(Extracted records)
begin
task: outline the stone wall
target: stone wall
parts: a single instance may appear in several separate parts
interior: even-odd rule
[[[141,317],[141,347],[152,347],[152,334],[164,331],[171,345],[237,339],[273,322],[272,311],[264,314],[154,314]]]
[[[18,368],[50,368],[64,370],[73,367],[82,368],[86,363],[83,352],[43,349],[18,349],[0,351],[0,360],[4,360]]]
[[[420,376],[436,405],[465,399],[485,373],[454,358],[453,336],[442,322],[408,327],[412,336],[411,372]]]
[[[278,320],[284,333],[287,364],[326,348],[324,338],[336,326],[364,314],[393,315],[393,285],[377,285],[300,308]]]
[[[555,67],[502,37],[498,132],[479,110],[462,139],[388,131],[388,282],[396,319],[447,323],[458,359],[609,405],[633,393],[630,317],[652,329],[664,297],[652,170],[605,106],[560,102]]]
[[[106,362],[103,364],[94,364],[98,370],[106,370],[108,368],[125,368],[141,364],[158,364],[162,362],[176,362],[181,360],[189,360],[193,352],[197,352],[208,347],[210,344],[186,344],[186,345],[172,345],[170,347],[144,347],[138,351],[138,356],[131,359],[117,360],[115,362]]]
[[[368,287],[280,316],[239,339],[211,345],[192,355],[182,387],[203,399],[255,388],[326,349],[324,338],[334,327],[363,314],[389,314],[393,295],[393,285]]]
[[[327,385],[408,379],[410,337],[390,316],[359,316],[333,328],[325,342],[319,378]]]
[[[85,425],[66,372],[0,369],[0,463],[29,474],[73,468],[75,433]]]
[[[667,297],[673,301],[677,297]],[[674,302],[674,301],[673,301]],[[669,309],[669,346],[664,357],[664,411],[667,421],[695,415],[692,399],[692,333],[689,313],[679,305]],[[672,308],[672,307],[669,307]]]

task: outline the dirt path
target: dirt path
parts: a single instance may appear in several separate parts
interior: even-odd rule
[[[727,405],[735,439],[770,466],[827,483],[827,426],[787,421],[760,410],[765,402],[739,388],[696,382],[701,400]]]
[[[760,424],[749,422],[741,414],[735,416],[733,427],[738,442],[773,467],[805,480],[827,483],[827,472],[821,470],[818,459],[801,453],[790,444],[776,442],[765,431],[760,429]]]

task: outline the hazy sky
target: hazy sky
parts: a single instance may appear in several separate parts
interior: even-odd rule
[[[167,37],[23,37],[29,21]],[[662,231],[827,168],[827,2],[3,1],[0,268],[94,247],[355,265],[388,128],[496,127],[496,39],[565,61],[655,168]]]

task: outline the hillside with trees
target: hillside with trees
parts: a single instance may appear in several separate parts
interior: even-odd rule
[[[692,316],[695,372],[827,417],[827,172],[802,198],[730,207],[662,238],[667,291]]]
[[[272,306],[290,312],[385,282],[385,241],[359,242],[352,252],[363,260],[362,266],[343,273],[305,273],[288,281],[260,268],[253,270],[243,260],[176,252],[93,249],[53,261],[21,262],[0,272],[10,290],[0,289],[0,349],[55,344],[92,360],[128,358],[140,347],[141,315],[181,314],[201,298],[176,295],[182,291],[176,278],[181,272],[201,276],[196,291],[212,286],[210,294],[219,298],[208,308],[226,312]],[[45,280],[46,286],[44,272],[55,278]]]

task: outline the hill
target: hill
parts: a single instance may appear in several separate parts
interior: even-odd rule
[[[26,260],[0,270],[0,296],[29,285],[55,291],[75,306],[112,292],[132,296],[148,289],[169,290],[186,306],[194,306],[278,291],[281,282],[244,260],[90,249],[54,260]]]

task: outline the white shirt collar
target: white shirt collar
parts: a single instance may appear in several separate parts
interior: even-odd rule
end
SHORT PROBLEM - Update the entries above by replacing every occurrence of "even-odd rule" with "nonzero winding rule", leaving everything else unchanged.

ANSWER TO THIS EXERCISE -
task: outline the stone wall
target: stone wall
parts: a single instance may appear in several separate parts
interior: nonzero winding rule
[[[141,317],[141,347],[152,347],[152,334],[164,331],[171,345],[237,339],[273,322],[272,311],[264,314],[154,314]]]
[[[18,368],[50,368],[64,370],[73,367],[82,368],[86,363],[83,352],[43,349],[18,349],[0,351],[0,360],[4,360]]]
[[[420,376],[436,405],[465,399],[485,373],[454,358],[453,336],[442,322],[408,327],[412,336],[411,372]]]
[[[278,320],[284,333],[287,364],[326,348],[324,338],[336,326],[364,314],[393,315],[393,285],[377,285],[300,308]]]
[[[555,67],[502,37],[498,132],[479,110],[462,139],[388,131],[388,282],[396,319],[447,323],[458,359],[609,405],[633,393],[630,317],[652,329],[664,297],[652,170],[605,106],[560,102]]]
[[[106,362],[103,364],[94,364],[98,370],[106,370],[108,368],[125,368],[141,364],[158,364],[162,362],[176,362],[181,360],[189,360],[193,352],[197,352],[208,347],[210,344],[186,344],[186,345],[172,345],[170,347],[144,347],[138,351],[138,356],[131,359],[117,360],[115,362]]]
[[[368,287],[280,316],[239,339],[211,345],[192,355],[182,387],[203,399],[255,388],[326,349],[324,338],[334,327],[363,314],[389,314],[393,295],[393,285]]]
[[[327,385],[408,379],[410,337],[390,316],[359,316],[333,328],[325,342],[319,378]]]
[[[85,425],[66,372],[0,369],[0,463],[29,474],[73,468],[75,433]]]
[[[667,297],[673,301],[677,297]],[[674,302],[674,301],[673,301]],[[669,309],[669,346],[664,357],[664,411],[667,421],[695,415],[692,399],[692,333],[689,313],[679,305]],[[672,308],[672,307],[669,307]]]

task: outline the dirt path
target: dirt path
parts: a single instance may appear in several separate parts
interior: nonzero winding rule
[[[727,405],[735,439],[770,466],[827,483],[827,426],[787,421],[760,410],[765,402],[739,388],[696,382],[701,400]]]
[[[760,424],[749,422],[741,414],[735,416],[733,427],[738,442],[773,467],[805,480],[827,483],[827,472],[821,470],[818,459],[801,453],[790,444],[776,442],[765,431],[760,429]]]

task: outline the hazy sky
target: hazy sky
parts: a single instance may appear in several separate parts
interior: nonzero winding rule
[[[167,37],[23,37],[29,21]],[[662,231],[827,168],[827,2],[3,1],[0,268],[94,247],[355,265],[388,128],[496,127],[496,39],[565,61],[655,168]]]

task: outline the hillside with trees
target: hillside with trees
parts: a single instance may appear in several separate parts
interior: nonzero winding rule
[[[692,316],[695,372],[827,417],[827,172],[802,198],[730,207],[662,238],[667,291]]]
[[[272,306],[290,312],[385,282],[385,241],[359,242],[352,252],[363,260],[362,266],[343,273],[305,273],[288,281],[260,268],[253,270],[243,260],[176,252],[93,249],[53,261],[21,262],[0,272],[10,290],[0,289],[0,349],[55,344],[92,360],[128,358],[140,347],[141,315],[181,314],[201,298],[176,295],[182,291],[176,278],[181,272],[201,276],[196,291],[212,286],[210,294],[219,298],[208,308],[226,312]],[[45,280],[46,286],[44,272],[55,278]]]

task: outline the hill
target: hill
parts: a single instance may appear in several separate parts
interior: nonzero winding rule
[[[26,260],[0,270],[0,296],[29,285],[55,291],[75,306],[112,292],[132,296],[148,289],[169,290],[186,306],[194,306],[278,291],[281,282],[244,260],[90,249],[54,260]]]

task: outline the white shirt collar
target: white shirt collar
parts: a single instance may appear in several separate parts
interior: nonzero winding rule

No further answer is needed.